» Задание 1: Как, согласно отрывку, иногда называют последний, третий огород?
» Задание 2: Пожалуйста, выпишите из отрывка фрагмент, начиная со слов «Улицы в лесу» и заканчивая словами «ворот — отвод.».

» Отрывок:
--

Иногда последний, третий огород называют осеком. Жерди в осеке редко положены так старательно, как в первом и во втором огородах. Такое ограждение больше походит на завал, и его не городят, а валят, секут, снося топором растущие тут же деревья. Перебраться через такой завал можно не везде. Иногда долго идешь вдоль заградительного сооружения, идешь вдоль границы человеческого жилья и леса, находишь на суковатых жердях клочки летней медвежьей шубы и как-то особенно остро осознаешь, что там, за осеком, начинается территория другого хозяйства, имя которого — тайга.
Улицы в лесу бывают не только в деревне между домами. Две изгороди, отстоящие друг от друга на ширину улицы, длинными извилистыми коридорами поднимаются на холмы, спускаются в низины, петляют по зарослям ольхи и возвращаются обратно в деревушку, принося строгому рисунку северных лесных заграждений веселые линии...
Коридоры улицы устроены для стада. Они выведут коров из деревни, приведут обратно и не допустят к пашням и выкосам. Вот улица выбралась из деревни и остановилась около первого огорода. Путь прегражден высокими воротами из жердей. Ты отводишь в сторону ворота, идешь к следующему огороду, снова встречаешь ворота, снова отворишь их, а когда наступает срок миновать последний, третий огород, ты опять встречаешь ворота, опять вынужден отвести их в сторону и уже тут очень хорошо понимаешь, откуда взялось в лесу это название ворот — отвод.

--

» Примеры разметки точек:
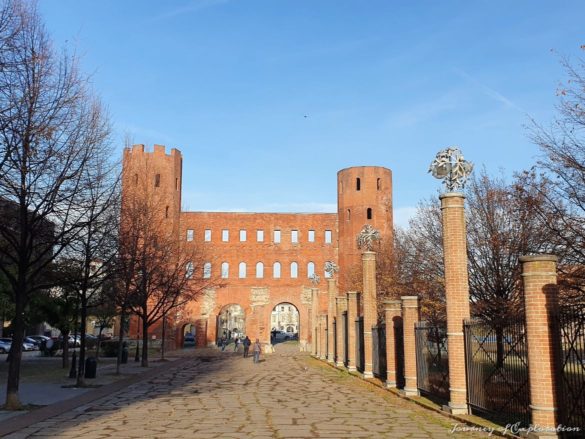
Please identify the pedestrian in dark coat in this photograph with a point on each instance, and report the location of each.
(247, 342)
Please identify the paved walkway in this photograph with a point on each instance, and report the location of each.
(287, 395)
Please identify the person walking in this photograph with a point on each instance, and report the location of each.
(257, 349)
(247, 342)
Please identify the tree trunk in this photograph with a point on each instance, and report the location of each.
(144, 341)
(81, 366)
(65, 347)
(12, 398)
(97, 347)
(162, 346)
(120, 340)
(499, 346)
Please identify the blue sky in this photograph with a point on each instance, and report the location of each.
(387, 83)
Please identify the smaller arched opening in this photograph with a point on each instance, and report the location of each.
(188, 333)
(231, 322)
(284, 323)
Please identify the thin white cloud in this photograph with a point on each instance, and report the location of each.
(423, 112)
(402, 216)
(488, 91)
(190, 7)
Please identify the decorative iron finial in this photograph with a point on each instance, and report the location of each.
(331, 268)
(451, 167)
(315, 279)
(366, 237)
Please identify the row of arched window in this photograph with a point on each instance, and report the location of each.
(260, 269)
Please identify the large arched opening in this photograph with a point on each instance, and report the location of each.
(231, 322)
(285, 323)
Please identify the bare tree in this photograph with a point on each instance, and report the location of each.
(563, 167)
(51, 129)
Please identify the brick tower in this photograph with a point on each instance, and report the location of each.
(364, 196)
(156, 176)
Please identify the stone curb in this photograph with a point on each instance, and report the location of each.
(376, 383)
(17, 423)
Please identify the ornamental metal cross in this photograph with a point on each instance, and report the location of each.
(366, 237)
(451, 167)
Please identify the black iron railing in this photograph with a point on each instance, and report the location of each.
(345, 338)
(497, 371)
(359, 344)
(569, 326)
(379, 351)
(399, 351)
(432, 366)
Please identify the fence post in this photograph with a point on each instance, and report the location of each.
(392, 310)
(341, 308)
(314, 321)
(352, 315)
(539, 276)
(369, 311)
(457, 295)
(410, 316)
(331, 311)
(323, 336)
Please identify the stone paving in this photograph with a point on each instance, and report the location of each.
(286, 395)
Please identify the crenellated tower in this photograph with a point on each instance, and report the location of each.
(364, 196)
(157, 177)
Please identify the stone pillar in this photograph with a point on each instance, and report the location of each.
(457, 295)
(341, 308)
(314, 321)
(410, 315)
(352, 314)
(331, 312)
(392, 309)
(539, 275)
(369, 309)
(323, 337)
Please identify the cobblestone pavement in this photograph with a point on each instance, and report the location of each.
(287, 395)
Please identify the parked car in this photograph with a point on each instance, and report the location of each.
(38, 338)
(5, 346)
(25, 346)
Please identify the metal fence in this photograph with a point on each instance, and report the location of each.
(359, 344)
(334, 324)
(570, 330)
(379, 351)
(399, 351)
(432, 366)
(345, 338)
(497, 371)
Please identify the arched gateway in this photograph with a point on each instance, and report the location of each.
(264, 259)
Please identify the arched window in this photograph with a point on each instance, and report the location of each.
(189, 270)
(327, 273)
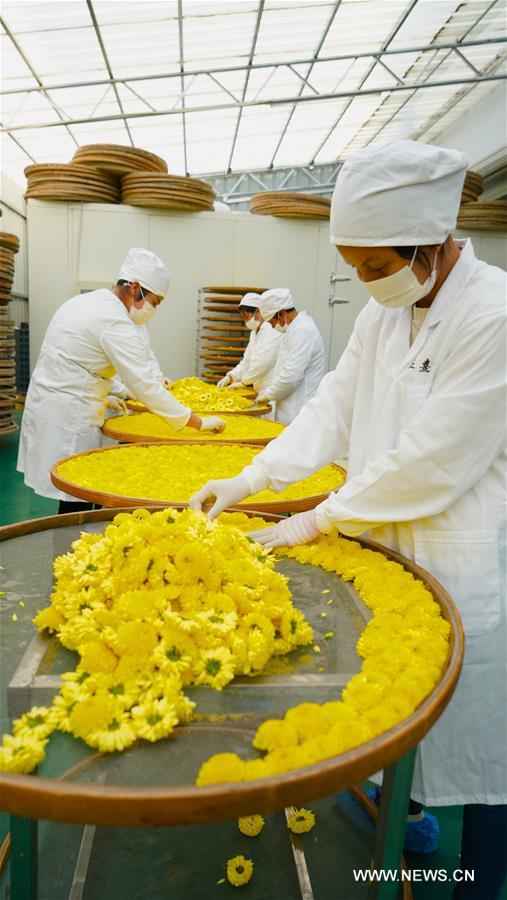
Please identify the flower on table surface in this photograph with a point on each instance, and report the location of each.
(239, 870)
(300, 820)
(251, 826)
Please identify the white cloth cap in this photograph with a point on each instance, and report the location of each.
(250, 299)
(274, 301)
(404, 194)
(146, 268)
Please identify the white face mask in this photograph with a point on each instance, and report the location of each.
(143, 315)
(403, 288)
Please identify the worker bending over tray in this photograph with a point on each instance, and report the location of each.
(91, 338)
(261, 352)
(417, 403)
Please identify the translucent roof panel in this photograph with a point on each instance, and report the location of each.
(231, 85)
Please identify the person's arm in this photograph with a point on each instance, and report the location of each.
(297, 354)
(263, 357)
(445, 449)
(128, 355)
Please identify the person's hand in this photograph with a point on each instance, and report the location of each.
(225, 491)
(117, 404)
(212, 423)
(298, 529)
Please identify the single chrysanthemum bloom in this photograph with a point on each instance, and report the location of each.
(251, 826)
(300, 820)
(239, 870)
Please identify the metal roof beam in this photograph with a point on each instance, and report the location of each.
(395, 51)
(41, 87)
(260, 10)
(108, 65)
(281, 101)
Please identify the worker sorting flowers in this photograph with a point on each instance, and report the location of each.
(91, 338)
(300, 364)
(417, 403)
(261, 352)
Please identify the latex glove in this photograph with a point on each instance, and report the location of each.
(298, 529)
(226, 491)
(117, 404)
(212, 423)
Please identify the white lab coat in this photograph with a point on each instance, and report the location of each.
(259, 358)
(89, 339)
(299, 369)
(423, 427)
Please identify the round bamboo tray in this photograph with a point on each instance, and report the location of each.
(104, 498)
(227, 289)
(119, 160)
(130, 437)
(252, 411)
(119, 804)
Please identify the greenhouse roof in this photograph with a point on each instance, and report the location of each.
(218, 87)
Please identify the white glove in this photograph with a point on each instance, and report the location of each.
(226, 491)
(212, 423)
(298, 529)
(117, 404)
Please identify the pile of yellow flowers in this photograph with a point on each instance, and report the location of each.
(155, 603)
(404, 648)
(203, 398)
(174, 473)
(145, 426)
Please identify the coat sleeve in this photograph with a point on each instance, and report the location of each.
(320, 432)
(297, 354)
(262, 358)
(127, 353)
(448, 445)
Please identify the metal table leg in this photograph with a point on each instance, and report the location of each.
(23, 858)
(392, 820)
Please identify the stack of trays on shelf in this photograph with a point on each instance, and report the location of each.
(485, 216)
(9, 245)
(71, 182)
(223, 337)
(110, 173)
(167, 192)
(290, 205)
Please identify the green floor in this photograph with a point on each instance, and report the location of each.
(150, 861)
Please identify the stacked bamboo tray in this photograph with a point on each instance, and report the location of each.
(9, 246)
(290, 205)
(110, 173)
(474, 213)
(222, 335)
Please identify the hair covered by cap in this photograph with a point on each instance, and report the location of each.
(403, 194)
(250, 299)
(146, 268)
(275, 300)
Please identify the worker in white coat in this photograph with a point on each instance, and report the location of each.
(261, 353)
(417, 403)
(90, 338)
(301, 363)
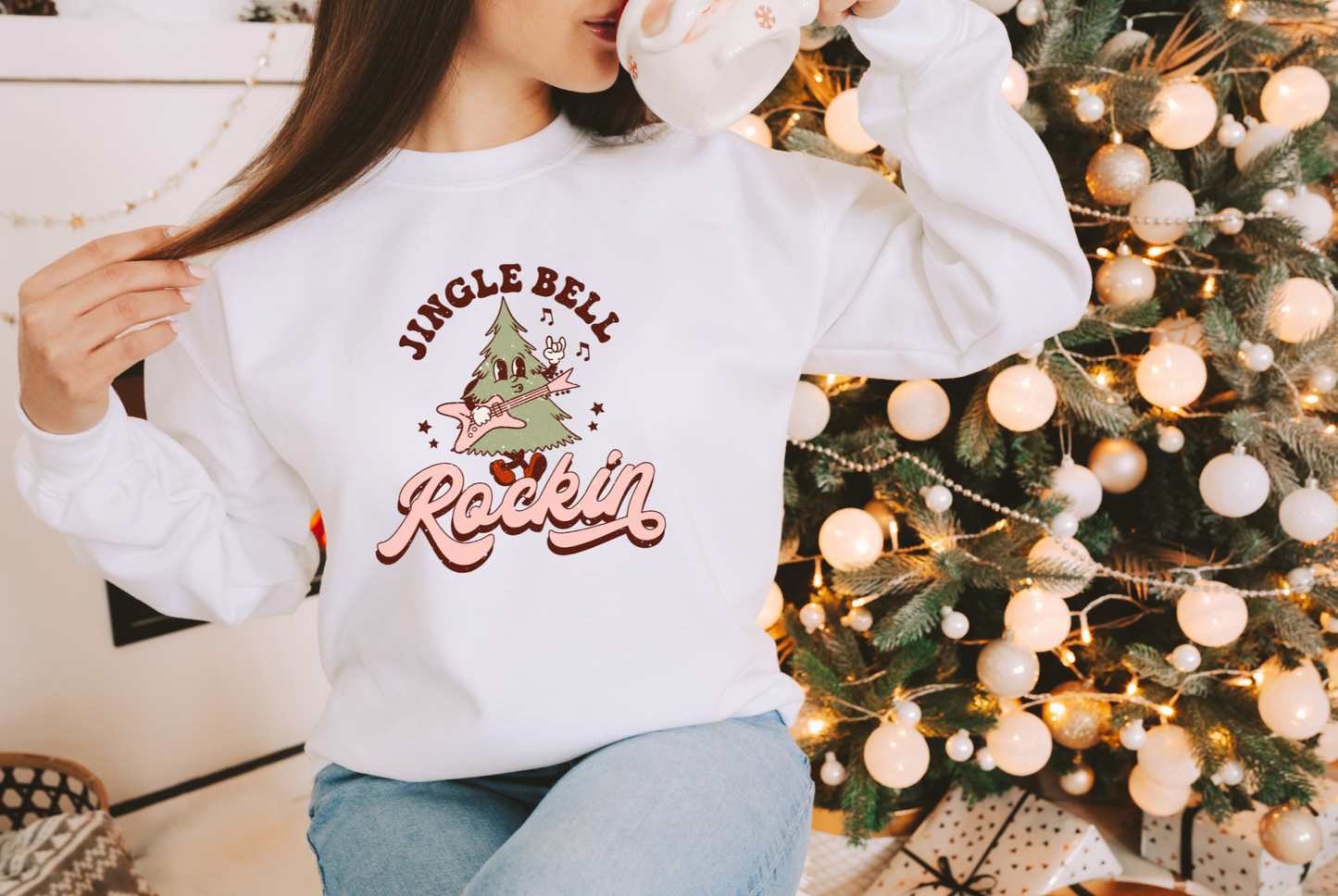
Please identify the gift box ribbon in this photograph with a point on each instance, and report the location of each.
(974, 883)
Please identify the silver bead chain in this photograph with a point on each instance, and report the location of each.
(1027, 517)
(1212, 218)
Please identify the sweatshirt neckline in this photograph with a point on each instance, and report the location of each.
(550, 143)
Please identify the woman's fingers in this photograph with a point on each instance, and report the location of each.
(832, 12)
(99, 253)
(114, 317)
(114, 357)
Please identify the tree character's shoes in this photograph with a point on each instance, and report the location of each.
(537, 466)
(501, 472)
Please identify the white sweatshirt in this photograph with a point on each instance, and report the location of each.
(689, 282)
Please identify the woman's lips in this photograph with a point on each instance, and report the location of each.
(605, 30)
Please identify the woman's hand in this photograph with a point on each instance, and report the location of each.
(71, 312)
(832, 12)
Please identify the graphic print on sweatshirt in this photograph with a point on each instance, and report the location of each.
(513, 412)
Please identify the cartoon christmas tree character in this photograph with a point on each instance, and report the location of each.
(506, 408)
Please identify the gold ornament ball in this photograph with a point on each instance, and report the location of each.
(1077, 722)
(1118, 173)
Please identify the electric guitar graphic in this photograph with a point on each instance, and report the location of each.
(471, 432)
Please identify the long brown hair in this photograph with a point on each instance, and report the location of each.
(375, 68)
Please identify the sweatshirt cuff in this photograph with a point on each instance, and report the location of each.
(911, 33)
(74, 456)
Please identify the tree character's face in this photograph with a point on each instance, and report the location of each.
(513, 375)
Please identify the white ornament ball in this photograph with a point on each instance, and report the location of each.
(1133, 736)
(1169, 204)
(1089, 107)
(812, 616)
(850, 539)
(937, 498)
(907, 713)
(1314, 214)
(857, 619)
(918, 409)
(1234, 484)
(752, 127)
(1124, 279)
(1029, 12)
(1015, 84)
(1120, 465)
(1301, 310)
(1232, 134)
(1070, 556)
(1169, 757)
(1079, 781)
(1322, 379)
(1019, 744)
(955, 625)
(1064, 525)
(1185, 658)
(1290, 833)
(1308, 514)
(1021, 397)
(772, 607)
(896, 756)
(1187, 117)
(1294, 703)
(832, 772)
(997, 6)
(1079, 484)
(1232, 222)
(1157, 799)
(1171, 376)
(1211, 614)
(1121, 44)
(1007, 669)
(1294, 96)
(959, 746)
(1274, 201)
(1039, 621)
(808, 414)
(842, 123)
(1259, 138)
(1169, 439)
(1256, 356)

--

» Ответ 1: Осеком.

» Ответ 2:
Улицы в лесу бывают не только в деревне между домами. Две изгороди, отстоящие друг от друга на ширину улицы, длинными извилистыми коридорами поднимаются на холмы, спускаются в низины, петляют по зарослям ольхи и возвращаются обратно в деревушку, принося строгому рисунку северных лесных заграждений веселые линии...
Коридоры улицы устроены для стада. Они выведут коров из деревни, приведут обратно и не допустят к пашням и выкосам. Вот улица выбралась из деревни и остановилась около первого огорода. Путь прегражден высокими воротами из жердей. Ты отводишь в сторону ворота, идешь к следующему огороду, снова встречаешь ворота, снова отворишь их, а когда наступает срок миновать последний, третий огород, ты опять встречаешь ворота, опять вынужден отвести их в сторону и уже тут очень хорошо понимаешь, откуда взялось в лесу это название ворот — отвод.